PROBLEM TO SOLVE
Please reproduce the material below word for word, from its first line through the line that contains "MULTIPOLYGON (((181 39, 151", inclusive.

-- begin --

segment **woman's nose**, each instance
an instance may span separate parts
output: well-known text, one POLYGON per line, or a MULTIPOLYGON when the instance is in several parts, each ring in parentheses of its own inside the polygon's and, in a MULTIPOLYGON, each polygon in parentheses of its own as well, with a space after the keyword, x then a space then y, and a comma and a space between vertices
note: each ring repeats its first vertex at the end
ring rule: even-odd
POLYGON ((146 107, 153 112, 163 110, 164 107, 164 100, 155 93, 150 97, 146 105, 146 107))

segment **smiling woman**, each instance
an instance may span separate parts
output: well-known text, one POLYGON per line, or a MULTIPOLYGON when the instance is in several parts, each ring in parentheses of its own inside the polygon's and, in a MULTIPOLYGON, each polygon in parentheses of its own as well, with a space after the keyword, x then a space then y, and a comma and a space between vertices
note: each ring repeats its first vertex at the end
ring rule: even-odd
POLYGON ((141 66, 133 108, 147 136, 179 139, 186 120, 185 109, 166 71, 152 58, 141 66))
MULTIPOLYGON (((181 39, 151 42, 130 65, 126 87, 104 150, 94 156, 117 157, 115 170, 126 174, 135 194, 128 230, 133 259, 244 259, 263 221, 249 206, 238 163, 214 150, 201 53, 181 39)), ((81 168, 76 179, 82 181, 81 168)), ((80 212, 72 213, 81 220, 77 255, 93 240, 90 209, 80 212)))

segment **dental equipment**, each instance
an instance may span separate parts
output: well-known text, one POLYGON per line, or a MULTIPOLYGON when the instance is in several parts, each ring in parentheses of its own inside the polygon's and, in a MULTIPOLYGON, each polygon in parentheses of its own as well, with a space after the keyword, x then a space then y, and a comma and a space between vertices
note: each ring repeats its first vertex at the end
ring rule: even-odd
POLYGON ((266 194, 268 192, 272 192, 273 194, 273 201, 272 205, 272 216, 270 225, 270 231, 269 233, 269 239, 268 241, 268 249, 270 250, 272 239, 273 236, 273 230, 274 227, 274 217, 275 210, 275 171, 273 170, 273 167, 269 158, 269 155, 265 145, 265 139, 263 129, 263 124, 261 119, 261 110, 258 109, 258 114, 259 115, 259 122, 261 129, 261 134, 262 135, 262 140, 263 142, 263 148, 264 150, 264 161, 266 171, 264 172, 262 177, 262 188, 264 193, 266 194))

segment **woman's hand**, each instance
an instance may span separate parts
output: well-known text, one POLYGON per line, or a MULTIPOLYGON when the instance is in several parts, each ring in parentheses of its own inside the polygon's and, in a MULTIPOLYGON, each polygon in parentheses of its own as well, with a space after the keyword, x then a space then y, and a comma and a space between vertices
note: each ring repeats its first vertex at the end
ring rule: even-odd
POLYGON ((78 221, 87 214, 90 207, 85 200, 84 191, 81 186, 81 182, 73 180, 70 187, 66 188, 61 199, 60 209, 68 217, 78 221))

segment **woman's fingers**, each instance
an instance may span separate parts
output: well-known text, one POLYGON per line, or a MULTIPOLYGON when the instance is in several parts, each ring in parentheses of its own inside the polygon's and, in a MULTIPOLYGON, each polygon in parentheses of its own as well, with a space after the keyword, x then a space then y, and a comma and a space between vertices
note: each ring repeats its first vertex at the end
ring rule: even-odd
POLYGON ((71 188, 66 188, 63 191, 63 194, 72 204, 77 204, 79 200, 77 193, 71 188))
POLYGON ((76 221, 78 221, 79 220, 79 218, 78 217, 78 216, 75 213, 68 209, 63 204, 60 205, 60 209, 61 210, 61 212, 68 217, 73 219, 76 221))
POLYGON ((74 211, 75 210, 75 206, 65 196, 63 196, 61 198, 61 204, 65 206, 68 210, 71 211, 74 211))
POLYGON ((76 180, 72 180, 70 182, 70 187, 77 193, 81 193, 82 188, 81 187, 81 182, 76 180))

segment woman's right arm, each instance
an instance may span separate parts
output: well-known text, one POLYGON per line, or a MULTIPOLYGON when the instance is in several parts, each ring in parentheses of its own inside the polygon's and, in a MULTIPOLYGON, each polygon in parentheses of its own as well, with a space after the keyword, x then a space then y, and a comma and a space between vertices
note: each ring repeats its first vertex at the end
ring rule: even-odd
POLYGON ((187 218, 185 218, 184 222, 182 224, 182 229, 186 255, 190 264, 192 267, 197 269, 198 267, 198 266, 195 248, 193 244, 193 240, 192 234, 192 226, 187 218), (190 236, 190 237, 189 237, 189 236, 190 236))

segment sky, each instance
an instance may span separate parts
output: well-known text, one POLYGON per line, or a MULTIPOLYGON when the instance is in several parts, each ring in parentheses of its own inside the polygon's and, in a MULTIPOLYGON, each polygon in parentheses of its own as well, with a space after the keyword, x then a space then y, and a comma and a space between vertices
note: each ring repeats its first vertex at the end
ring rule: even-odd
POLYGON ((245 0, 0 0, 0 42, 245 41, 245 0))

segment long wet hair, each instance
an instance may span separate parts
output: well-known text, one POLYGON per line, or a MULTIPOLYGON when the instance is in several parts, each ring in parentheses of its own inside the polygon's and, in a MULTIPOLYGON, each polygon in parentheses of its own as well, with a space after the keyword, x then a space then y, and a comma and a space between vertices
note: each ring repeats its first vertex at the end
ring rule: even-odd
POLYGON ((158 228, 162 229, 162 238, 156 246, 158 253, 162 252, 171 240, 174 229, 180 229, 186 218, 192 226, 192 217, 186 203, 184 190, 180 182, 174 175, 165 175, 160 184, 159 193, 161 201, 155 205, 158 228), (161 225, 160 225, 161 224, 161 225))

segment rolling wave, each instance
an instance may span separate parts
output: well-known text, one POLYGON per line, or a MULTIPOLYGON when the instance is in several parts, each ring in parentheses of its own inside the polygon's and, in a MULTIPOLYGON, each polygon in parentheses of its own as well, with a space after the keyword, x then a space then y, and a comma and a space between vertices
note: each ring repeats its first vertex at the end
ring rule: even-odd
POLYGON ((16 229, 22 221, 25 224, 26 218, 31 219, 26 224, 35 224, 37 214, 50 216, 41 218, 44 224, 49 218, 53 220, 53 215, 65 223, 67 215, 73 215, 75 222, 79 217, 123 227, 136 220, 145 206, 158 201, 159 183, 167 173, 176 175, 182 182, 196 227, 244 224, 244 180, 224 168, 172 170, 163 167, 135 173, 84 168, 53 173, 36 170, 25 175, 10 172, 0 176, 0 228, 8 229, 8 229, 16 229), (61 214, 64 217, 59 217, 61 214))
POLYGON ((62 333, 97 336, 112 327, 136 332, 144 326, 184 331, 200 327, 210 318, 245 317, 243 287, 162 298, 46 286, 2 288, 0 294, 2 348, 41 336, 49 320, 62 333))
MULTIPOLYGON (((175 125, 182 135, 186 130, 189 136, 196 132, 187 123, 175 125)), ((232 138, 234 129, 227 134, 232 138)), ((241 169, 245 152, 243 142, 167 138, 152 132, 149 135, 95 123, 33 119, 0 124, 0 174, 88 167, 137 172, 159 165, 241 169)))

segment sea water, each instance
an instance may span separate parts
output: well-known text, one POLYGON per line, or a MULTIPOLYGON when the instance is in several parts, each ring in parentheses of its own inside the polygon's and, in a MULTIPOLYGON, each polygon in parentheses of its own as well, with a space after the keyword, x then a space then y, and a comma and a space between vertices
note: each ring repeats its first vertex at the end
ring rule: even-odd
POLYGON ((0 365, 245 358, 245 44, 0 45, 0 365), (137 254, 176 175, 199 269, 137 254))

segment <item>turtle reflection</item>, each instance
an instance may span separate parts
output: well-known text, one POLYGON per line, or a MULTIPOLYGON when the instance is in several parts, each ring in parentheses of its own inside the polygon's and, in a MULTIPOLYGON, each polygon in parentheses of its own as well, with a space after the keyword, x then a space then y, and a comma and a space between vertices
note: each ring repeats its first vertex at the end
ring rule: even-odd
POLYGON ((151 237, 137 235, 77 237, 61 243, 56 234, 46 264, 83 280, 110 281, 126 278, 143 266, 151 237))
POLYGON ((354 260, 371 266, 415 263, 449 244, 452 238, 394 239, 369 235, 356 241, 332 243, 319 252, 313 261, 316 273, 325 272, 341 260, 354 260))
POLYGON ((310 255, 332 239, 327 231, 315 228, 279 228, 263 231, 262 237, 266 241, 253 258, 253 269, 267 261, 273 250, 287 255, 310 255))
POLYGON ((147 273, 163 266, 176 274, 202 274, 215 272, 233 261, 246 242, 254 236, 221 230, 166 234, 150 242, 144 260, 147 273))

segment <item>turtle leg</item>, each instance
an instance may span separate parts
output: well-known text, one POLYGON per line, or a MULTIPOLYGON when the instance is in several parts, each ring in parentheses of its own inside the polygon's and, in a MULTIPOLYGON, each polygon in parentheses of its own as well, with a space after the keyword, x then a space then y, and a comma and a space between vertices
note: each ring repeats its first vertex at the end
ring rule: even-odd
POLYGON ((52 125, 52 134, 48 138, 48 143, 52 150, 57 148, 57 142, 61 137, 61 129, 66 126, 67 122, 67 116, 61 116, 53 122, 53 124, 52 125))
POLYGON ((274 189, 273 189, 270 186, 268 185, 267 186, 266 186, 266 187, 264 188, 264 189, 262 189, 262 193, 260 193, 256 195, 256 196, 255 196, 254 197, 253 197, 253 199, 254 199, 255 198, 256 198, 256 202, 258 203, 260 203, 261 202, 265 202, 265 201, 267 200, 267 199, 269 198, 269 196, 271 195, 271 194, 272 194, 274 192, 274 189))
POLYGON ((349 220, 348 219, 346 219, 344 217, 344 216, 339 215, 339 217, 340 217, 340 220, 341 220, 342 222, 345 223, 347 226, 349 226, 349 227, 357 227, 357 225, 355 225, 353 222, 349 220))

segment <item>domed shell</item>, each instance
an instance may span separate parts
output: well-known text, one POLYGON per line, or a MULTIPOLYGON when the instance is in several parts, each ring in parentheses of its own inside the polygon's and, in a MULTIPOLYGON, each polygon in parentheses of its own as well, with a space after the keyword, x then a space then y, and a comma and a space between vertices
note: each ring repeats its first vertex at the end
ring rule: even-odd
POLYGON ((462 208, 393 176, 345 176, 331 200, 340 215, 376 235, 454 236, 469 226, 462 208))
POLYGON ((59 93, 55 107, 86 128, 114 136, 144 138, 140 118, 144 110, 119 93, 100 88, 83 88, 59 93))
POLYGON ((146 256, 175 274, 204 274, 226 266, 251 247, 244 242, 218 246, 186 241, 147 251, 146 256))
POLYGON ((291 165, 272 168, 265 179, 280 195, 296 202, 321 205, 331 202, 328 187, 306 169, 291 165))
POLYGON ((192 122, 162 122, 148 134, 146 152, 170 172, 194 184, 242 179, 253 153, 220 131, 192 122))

-- end --

WRITTEN ANSWER
segment **woman's nose**, each instance
an instance may span separate parts
output: well-known text, one POLYGON per line, or a MULTIPOLYGON when the instance is in several parts, each ring in parentheses of its own inside the polygon's and, in a MULTIPOLYGON, each polygon in parentheses of its own as well, with a space after the keyword, x then a space then y, and a comma and a space between vertices
note: each ring repeats its first vertex at the end
ring rule: even-odd
POLYGON ((146 107, 153 112, 163 110, 164 107, 164 100, 155 93, 150 97, 146 105, 146 107))

segment **smiling woman**, each instance
an instance may span separate parts
output: well-known text, one POLYGON per line, or a MULTIPOLYGON when the instance is in several parts, each ring in parentheses of its own inside the polygon's and, in a MULTIPOLYGON, each polygon in parentheses of its own as well, with a space after the keyword, x then a space then y, and a comma and a space between vertices
note: each ring repeats its first vertex at the end
ring rule: even-odd
POLYGON ((141 66, 133 108, 147 136, 179 139, 186 120, 185 109, 166 71, 152 58, 141 66))
MULTIPOLYGON (((181 39, 151 42, 130 65, 126 87, 104 150, 94 156, 117 157, 115 170, 126 174, 135 194, 128 230, 133 259, 244 259, 263 221, 249 206, 238 163, 214 150, 201 53, 181 39)), ((81 168, 76 179, 82 181, 81 168)), ((80 212, 72 213, 81 220, 77 255, 93 240, 90 209, 80 212)))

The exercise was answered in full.